• **YOUR INSTRUCTIONS**
Each line below is to be copied exactly as it appears.

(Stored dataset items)
----

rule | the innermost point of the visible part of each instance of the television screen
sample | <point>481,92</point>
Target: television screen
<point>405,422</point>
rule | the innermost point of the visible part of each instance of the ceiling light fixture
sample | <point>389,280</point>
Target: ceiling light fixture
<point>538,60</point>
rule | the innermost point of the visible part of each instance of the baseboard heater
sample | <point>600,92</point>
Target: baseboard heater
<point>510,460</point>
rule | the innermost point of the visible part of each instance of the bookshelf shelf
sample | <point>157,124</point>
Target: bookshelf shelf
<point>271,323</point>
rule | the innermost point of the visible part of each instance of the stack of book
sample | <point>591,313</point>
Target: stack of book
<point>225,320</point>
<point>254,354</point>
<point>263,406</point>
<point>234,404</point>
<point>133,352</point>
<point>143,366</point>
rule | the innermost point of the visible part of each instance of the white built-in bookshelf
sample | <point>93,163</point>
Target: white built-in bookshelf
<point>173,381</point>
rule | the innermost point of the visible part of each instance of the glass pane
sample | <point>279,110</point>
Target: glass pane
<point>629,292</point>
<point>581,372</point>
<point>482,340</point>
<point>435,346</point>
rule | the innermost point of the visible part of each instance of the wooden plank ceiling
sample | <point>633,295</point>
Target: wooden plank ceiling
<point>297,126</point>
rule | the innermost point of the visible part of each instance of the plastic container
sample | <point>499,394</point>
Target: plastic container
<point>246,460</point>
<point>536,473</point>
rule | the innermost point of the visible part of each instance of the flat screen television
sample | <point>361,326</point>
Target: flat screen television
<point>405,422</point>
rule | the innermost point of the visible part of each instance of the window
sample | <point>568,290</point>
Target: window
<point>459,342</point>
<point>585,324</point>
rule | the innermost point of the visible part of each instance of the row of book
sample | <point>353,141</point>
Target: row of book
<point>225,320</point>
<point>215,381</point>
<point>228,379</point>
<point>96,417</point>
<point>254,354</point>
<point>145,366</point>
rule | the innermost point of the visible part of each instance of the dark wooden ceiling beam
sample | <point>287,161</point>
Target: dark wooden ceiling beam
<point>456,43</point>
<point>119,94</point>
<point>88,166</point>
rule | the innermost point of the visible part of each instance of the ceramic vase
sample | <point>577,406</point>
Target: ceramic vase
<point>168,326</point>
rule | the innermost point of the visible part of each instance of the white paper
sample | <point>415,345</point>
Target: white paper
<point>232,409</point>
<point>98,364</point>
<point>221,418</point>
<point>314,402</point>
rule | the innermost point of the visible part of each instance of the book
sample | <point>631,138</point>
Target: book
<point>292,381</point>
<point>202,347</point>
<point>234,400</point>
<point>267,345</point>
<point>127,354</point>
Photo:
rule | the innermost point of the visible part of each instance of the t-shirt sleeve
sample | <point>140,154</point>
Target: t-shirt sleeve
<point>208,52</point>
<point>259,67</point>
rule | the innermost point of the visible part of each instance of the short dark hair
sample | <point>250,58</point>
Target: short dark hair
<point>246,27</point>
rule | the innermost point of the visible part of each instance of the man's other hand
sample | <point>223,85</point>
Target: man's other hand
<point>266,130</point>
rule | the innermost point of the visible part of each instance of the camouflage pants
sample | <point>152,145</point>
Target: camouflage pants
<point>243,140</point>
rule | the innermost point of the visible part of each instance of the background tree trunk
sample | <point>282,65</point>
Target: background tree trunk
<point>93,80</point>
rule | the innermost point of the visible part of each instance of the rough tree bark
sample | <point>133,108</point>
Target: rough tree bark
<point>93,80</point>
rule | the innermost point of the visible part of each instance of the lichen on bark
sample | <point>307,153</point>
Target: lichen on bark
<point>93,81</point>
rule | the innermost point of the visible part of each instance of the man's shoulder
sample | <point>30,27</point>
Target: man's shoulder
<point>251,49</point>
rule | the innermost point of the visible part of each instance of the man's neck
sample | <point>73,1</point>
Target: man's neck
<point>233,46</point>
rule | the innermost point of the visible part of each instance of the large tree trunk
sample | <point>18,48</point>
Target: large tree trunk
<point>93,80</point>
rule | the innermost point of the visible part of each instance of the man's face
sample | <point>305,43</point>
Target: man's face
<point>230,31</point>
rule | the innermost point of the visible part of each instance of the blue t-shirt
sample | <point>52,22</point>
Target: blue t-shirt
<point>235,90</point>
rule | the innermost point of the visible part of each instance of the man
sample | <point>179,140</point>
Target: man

----

• **SOLVED PROBLEM**
rule | the innermost point of the visible part of each instance of the television screen
sample | <point>481,92</point>
Target: television screen
<point>405,422</point>
rule | the innermost point of the visible part of each instance of the ceiling light fixture
sample | <point>389,280</point>
Target: ceiling light fixture
<point>538,60</point>
rule | the innermost point of the visible part of each instance of the baseboard heater
sample | <point>600,92</point>
Target: baseboard heater
<point>510,460</point>
rule | the innermost point of the visible part of each instance of the bookshelf shelf
sample | <point>157,124</point>
Target: bookshelf shelf
<point>271,323</point>
rule | the innermost point of the visible part of each instance of the stack of book
sample | <point>591,313</point>
Target: stack of book
<point>225,320</point>
<point>254,354</point>
<point>263,406</point>
<point>234,404</point>
<point>133,352</point>
<point>143,366</point>
rule | the innermost point of the visible part of each instance of the white built-in bookshelf
sample | <point>93,163</point>
Target: white built-in bookshelf
<point>173,381</point>
rule | the innermost point of the visible part of each instance of the glass pane
sample | <point>279,110</point>
Target: glass pane
<point>629,292</point>
<point>581,372</point>
<point>482,340</point>
<point>435,346</point>
rule | the innermost point of the visible part of each instance of the wooden plank ceiling
sample | <point>633,295</point>
Target: wooden plank ceiling
<point>297,126</point>
rule | the innermost point of the visible part of each instance of the plastic container
sample | <point>499,394</point>
Target: plastic container
<point>246,460</point>
<point>536,473</point>
rule | the innermost point of the visible part of each instance of the flat screen television
sample | <point>361,326</point>
Target: flat screen television
<point>405,422</point>
rule | the innermost point of the visible part of each instance of the window
sample | <point>568,290</point>
Target: window
<point>459,342</point>
<point>585,324</point>
rule | the innermost point of the visible part of each instance of the row of book
sample | <point>353,141</point>
Target: row of book
<point>225,320</point>
<point>215,381</point>
<point>228,379</point>
<point>96,417</point>
<point>254,354</point>
<point>145,366</point>
rule | the innermost point of the visible part of each instance of the dark wooden ceiling beam
sample | <point>287,161</point>
Target: dark wooden ceiling beam
<point>456,43</point>
<point>119,94</point>
<point>88,166</point>
rule | the innermost point of the visible part of each instance of the ceramic vase
sample | <point>577,406</point>
Target: ceramic vase
<point>168,326</point>
rule | the innermost point of the visible part of each instance of the white paper
sample | <point>415,345</point>
Target: white paper
<point>232,409</point>
<point>98,364</point>
<point>221,418</point>
<point>314,402</point>
rule | the innermost point of the visible part of each instance of the book
sample | <point>631,138</point>
Target: book
<point>292,381</point>
<point>202,347</point>
<point>234,400</point>
<point>267,345</point>
<point>127,354</point>
Photo:
rule | the innermost point of the visible part of each instance of the t-shirt sleeve
sample | <point>140,154</point>
Target: t-shirt sleeve
<point>208,52</point>
<point>259,67</point>
rule | the innermost point of the visible part of each instance of the short dark hair
sample | <point>250,58</point>
Target: short dark hair
<point>246,27</point>
rule | the innermost point of the visible part of each instance of the man's other hand
sample | <point>223,85</point>
Target: man's other hand
<point>266,130</point>
rule | the innermost point of the visible part of each instance of the camouflage pants
sample | <point>152,145</point>
Target: camouflage pants
<point>243,140</point>
rule | the innermost point of the visible part of each instance of the background tree trunk
sample | <point>282,65</point>
Target: background tree trunk
<point>93,80</point>
rule | the innermost point of the visible part of each instance of the rough tree bark
sample | <point>133,108</point>
Target: rough tree bark
<point>93,80</point>
rule | the innermost point of the visible part of each instance of the lichen on bark
sample | <point>307,153</point>
Target: lichen on bark
<point>93,81</point>
rule | the innermost point of the visible part of each instance of the man's shoulder
sample | <point>30,27</point>
Target: man's shoulder
<point>251,49</point>
rule | the innermost point of the visible part of each instance of the man's neck
sample | <point>73,1</point>
Target: man's neck
<point>233,46</point>
rule | the innermost point of the visible part of each instance of the large tree trunk
sample | <point>18,48</point>
Target: large tree trunk
<point>93,80</point>
rule | the innermost point of the visible part of each instance of the man's face
sample | <point>305,43</point>
Target: man's face
<point>230,31</point>
rule | the innermost point of the visible part of each instance of the blue t-shirt
sample | <point>52,22</point>
Target: blue t-shirt
<point>235,90</point>
rule | the innermost point of the visible part of each instance of the man
sample | <point>179,140</point>
Target: man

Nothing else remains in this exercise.